▸ TASK STATEMENT: Lines in the listing below that contain the string "background" are to be found and copied.

▸ DATA PROVIDED:
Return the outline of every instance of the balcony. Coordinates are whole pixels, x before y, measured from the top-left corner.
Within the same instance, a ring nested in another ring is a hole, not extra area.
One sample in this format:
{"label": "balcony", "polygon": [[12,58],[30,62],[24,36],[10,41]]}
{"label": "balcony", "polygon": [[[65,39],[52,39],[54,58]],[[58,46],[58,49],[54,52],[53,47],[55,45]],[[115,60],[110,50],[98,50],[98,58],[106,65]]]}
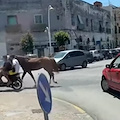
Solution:
{"label": "balcony", "polygon": [[47,27],[46,24],[33,24],[31,26],[31,31],[32,32],[44,32],[46,27]]}
{"label": "balcony", "polygon": [[5,29],[7,33],[18,33],[21,32],[21,25],[7,25],[5,26]]}

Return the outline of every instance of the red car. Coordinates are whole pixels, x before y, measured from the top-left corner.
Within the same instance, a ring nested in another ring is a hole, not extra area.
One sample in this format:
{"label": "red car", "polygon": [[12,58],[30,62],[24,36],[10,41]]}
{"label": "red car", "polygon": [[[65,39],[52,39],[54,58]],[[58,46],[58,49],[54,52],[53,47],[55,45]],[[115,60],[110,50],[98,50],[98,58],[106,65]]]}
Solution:
{"label": "red car", "polygon": [[102,71],[101,87],[105,92],[110,88],[120,91],[120,54]]}

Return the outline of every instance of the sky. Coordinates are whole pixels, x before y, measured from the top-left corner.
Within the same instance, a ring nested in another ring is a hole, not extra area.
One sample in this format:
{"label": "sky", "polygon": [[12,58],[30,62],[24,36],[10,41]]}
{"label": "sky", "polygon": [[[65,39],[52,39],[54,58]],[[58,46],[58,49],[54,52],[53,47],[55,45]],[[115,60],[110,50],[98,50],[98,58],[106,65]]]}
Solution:
{"label": "sky", "polygon": [[83,1],[88,2],[90,4],[93,4],[96,1],[99,1],[103,3],[103,6],[107,6],[110,3],[112,5],[120,7],[120,0],[83,0]]}

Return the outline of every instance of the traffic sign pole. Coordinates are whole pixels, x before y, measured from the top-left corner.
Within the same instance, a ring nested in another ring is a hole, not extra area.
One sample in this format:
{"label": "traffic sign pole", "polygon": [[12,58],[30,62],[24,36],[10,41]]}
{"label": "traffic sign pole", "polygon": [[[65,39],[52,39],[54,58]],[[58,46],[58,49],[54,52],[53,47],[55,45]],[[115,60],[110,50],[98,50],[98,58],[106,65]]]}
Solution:
{"label": "traffic sign pole", "polygon": [[44,120],[49,120],[48,114],[44,112]]}

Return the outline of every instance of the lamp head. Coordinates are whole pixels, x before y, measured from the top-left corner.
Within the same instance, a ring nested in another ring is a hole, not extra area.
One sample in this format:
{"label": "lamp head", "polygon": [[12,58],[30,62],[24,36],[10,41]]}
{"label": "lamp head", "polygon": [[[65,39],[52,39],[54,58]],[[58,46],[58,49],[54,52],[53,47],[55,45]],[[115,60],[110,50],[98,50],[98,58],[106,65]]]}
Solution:
{"label": "lamp head", "polygon": [[49,9],[50,9],[50,10],[53,10],[54,8],[53,8],[51,5],[49,5]]}

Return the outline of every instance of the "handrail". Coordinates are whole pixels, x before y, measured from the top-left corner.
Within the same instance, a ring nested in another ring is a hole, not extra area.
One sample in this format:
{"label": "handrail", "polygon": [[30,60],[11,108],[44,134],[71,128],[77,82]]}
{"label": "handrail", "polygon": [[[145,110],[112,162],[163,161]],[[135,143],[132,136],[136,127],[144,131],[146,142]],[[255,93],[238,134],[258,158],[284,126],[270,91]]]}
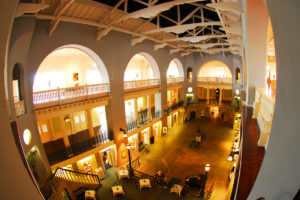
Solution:
{"label": "handrail", "polygon": [[33,92],[33,104],[42,104],[108,92],[108,83]]}
{"label": "handrail", "polygon": [[232,78],[220,78],[220,77],[197,77],[198,83],[204,84],[225,84],[231,85]]}
{"label": "handrail", "polygon": [[167,78],[167,84],[183,82],[183,77],[169,77]]}
{"label": "handrail", "polygon": [[111,132],[102,131],[102,134],[95,135],[76,144],[71,144],[69,147],[58,149],[54,152],[47,153],[48,161],[51,165],[69,159],[81,153],[84,153],[95,146],[103,145],[112,140]]}
{"label": "handrail", "polygon": [[47,180],[46,185],[50,187],[50,191],[47,191],[49,192],[48,194],[44,193],[45,199],[51,199],[51,196],[59,191],[59,187],[64,181],[81,182],[85,184],[98,185],[98,187],[101,185],[100,179],[96,174],[88,174],[63,168],[56,168],[55,172]]}
{"label": "handrail", "polygon": [[124,81],[124,89],[133,89],[133,88],[149,88],[153,86],[160,85],[159,79],[146,79],[146,80],[133,80],[133,81]]}

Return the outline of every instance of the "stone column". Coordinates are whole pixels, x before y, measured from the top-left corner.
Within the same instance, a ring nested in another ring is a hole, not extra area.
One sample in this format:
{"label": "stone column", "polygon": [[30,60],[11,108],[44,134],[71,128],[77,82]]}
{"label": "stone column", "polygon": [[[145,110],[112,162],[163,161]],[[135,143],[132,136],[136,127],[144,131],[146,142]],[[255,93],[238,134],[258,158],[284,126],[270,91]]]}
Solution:
{"label": "stone column", "polygon": [[[69,147],[70,141],[69,141],[69,138],[67,135],[64,117],[60,116],[59,120],[60,120],[60,125],[61,125],[61,130],[62,130],[62,134],[63,134],[63,140],[64,140],[65,147]],[[49,121],[51,121],[51,119]],[[51,123],[51,126],[52,126],[52,123]],[[51,129],[53,129],[53,128],[51,128]]]}
{"label": "stone column", "polygon": [[223,89],[220,88],[220,94],[219,94],[219,104],[222,104],[222,100],[223,100]]}
{"label": "stone column", "polygon": [[96,152],[95,158],[96,158],[97,168],[101,167],[103,169],[103,171],[105,172],[105,166],[104,166],[104,162],[103,162],[103,154]]}
{"label": "stone column", "polygon": [[93,127],[93,121],[92,121],[92,114],[91,109],[85,110],[86,116],[87,116],[87,125],[89,129],[89,135],[90,138],[93,138],[95,136],[94,127]]}
{"label": "stone column", "polygon": [[139,114],[138,114],[138,106],[137,106],[137,99],[134,99],[134,115],[136,119],[136,126],[139,127]]}
{"label": "stone column", "polygon": [[209,88],[206,89],[206,100],[206,103],[209,104]]}

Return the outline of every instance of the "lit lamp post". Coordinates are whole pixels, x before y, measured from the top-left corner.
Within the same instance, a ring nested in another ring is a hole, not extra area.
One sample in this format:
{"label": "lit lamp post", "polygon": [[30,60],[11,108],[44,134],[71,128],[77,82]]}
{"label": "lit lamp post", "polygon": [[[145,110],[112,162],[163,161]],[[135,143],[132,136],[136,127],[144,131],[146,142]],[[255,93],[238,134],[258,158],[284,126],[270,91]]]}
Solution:
{"label": "lit lamp post", "polygon": [[205,165],[205,178],[204,178],[204,184],[203,184],[203,190],[202,190],[202,193],[201,193],[201,197],[204,197],[204,195],[205,195],[205,185],[206,185],[207,174],[208,174],[209,170],[210,170],[210,164],[206,164]]}
{"label": "lit lamp post", "polygon": [[131,168],[130,144],[128,143],[128,137],[127,137],[126,131],[124,129],[120,128],[120,131],[123,132],[123,138],[125,139],[125,142],[127,143],[126,148],[128,150],[129,174],[133,175],[133,171],[132,171],[132,168]]}
{"label": "lit lamp post", "polygon": [[126,144],[126,148],[128,150],[128,160],[129,160],[129,174],[133,175],[133,170],[131,168],[131,157],[130,157],[130,144]]}

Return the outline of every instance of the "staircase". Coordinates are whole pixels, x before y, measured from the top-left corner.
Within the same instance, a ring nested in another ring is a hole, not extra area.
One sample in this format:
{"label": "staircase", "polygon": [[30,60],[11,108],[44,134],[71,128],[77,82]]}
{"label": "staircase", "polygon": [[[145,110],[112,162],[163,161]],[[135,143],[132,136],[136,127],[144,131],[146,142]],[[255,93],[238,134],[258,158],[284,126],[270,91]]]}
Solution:
{"label": "staircase", "polygon": [[54,174],[49,178],[42,191],[47,200],[60,200],[62,190],[68,190],[72,199],[76,199],[73,191],[85,187],[96,190],[101,186],[98,175],[86,174],[72,170],[57,168]]}

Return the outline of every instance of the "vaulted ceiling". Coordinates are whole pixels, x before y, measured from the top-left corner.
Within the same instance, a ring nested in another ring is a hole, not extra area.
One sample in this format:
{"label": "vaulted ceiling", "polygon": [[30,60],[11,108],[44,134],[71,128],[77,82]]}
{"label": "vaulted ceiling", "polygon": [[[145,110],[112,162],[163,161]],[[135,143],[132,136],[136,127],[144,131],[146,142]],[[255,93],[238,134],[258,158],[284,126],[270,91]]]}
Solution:
{"label": "vaulted ceiling", "polygon": [[97,27],[97,40],[114,30],[133,46],[152,40],[155,50],[203,56],[241,54],[241,14],[239,0],[21,0],[16,17],[50,20],[49,37],[66,21]]}

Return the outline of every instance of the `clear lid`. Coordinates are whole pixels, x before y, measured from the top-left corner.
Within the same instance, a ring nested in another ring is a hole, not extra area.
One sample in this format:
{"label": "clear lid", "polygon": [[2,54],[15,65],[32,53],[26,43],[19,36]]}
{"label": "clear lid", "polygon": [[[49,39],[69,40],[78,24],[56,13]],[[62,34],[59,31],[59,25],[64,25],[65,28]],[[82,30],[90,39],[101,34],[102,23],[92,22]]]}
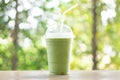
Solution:
{"label": "clear lid", "polygon": [[59,26],[49,26],[46,34],[46,38],[74,38],[73,32],[71,28],[67,25],[63,25],[63,27]]}

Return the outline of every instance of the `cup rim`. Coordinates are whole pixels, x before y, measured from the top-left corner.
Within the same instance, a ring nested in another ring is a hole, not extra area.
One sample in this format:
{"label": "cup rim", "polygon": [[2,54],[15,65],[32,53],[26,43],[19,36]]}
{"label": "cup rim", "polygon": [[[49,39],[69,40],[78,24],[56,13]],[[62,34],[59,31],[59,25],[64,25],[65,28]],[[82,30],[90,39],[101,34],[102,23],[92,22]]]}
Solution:
{"label": "cup rim", "polygon": [[45,38],[74,38],[73,33],[46,33]]}

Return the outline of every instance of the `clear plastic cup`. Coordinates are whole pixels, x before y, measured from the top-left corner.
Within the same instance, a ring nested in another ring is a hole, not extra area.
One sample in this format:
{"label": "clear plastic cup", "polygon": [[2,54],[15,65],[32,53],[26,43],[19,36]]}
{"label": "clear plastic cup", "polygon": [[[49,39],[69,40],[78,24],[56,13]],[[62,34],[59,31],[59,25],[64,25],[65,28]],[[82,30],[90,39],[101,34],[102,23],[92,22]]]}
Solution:
{"label": "clear plastic cup", "polygon": [[66,25],[62,27],[61,31],[59,27],[49,27],[45,38],[50,73],[59,75],[68,74],[74,38],[72,30]]}

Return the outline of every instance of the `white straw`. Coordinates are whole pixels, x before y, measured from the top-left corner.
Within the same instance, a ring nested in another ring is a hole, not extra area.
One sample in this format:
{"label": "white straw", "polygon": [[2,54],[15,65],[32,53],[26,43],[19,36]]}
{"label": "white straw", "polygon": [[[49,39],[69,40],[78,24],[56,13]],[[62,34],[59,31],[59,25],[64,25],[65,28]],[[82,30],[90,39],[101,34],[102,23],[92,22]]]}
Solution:
{"label": "white straw", "polygon": [[69,9],[67,9],[65,12],[63,12],[63,14],[62,14],[62,19],[61,19],[60,32],[62,32],[65,14],[68,13],[69,11],[71,11],[72,9],[74,9],[74,8],[77,7],[77,6],[78,6],[78,4],[76,3],[75,5],[73,5],[73,6],[70,7]]}

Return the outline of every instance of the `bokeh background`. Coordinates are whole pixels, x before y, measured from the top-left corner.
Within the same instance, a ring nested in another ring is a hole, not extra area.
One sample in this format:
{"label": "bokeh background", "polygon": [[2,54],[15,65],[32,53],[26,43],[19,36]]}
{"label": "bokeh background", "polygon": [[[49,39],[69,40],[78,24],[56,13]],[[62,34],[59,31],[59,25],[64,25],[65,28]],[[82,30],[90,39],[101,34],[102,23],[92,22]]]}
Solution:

▸ WRITTEN RESPONSE:
Return the outline of every instance of the `bokeh background`. Coordinates are whole pixels, x before y, measured from the top-left corner.
{"label": "bokeh background", "polygon": [[2,54],[15,65],[32,53],[26,43],[19,36]]}
{"label": "bokeh background", "polygon": [[[49,39],[69,40],[78,24],[56,13]],[[62,34],[59,31],[59,25],[64,25],[65,28]],[[82,30],[90,39],[101,34],[102,23],[92,22]]]}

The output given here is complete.